*Problema proposto*:
Retome o texto sobre o princípio da presunção de inocência e continue-o a partir da última frase.

*Trecho do texto*:
________________

Esse comportamento trás insegurança para todos nós.
Hoje eles afetam os mais pobres, os mais humildes, os negros, as crianças e os
idosos. E amanhã?
Na semana passada, aqui no Rio de Janeiro, os
agentes públicos de segurança ignoraram um dos princípios fundamentais, o
princípio da presunção de inocência que, no Brasil, é um dos princípios
basilares do Direito, responsável por tutelar a liberdade dos indivíduos, sendo
previsto no Artigo 5º, Inciso l57, da Constituição Brasileira, que enuncia:
“Ninguém será considerado culpado até trânsito em
julgado de sentença penal condenatória.”
Tendo em vista que a Constituição Federal é a nossa
lei suprema, toda legislação infraconstitucional deverá absorver e obedecer tal
princípio.
É certo, é lógico, é legítimo que o Estado
brasileiro tenha o direito e o interesse em punir indivíduos que tenham
condutas em desconformidade com a lei, podendo aplicar sanção àqueles que
cometem ilícitos. No entanto esse direito-dever de punir do Estado deve
conviver e respeitar a liberdade pessoal, um bem jurídico do qual o cidadão não
pode ser privado, senão dentro dos limites da lei.
Portanto, diante do cometimento de um ilícito, para
que o Estado imponha pena, ele deverá respeitar o suposto autor de tal ilícito,
dando-lhe todas as garantias constitucionais, e permitindo que este se defenda,
e não tenha sua liberdade cerceada. Sendo necessário, portanto, que ocorra um
processo, e enquanto não houver sentença transitada em julgado, em que o Estado
prove a culpabilidade, o suposto autor será presumido inocente.

________________

(Dados registrados)
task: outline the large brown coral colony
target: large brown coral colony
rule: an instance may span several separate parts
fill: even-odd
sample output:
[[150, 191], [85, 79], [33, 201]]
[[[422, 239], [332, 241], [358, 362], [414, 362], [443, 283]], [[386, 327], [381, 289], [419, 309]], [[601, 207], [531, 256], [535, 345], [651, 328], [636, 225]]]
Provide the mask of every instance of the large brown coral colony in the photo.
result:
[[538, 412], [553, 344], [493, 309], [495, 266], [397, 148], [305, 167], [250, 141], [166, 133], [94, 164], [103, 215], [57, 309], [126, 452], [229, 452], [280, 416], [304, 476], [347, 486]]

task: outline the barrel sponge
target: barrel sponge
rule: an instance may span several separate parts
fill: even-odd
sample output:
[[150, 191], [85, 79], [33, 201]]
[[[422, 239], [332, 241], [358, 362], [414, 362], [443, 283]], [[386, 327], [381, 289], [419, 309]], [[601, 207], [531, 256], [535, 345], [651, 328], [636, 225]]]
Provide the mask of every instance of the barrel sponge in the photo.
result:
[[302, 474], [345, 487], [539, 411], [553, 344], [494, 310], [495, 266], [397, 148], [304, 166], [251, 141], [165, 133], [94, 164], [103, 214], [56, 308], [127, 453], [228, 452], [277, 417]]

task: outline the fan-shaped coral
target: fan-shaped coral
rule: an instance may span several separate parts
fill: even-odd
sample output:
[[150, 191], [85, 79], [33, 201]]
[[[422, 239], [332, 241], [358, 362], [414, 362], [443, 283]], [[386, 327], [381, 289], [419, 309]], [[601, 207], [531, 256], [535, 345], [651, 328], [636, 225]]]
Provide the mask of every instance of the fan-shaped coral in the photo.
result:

________________

*Resposta da tarefa*:
O Princípio da presunção da inocência veio a ganhar
repercussão universal com a Declaração dos Direitos Humanos da ONU, em 1948,
que afirmou em seu art. 11: "Toda pessoa acusada de delito tem direito a
que se presuma sua inocência, enquanto não se prova sua culpabilidade, de
acordo com a lei e em processo público no qual se assegurem todas as garantias
necessárias para sua defesa".
O Brasil, ao votar na Assembleia-geral da ONU de
1948, colaborando para originar essa Declaração dos Direitos Humanos, estava
ratificando tal Princípio.
No entanto, só 40 anos depois é que veio de fato
ser positivado na legislação brasileira. Só com a Constituição Federal de 1988
é que o Brasil incorporou expressamente a Presunção de Inocência como princípio
basilar do seu ordenamento jurídico. Isso não implica dizer que até então o
país era totalmente estranho a ele, porque outros princípios, como os do
contraditório e da ampla defesa, já davam esse norte para os processos e
decisões da justiça brasileira.
Em 1992, o Brasil internalizou a Convenção
Americana sobre Direitos Humanos, o Pacto de São José da Costa Rica, que
estabeleceu em seu art. 8º, inciso I, o Princípio da Presunção de Inocência ao
afirmar que: "Toda pessoa acusada de delito tem direito a que se presuma
sua inocência enquanto não se comprove legalmente sua culpa".
Diante disso, ficamos perplexos, quando agentes
públicos ignoram a Constituição e os tratados e convenções que são compromissos
assumidos perante a comunidade internacional.
O mais curioso é que essa afronta não atinge os
poderosos, os que são denunciados pelo Ministério Público na Operação Lava
Jato, por exemplo. Os suspeitos de roubarem o dinheiro público, os que
enriquecem ilicitamente, os que depositam dinheiro desviado dos cofres público
brasileiros em paraísos fiscais e os que desfalcam a Petrobras recebem o
tratamento levando em conta esse Princípio, o que é justo. Mas por que isso não
é feito para os menos favorecidos?
Naquela semana, os jornais publicaram a manchete:
"PM aborda ônibus e recolhe adolescentes a caminho das praias da Zona Sul
do Rio". Cito, neste momento, trechos da reportagem do Jornal Extra sobre
o tema:
(LENDO)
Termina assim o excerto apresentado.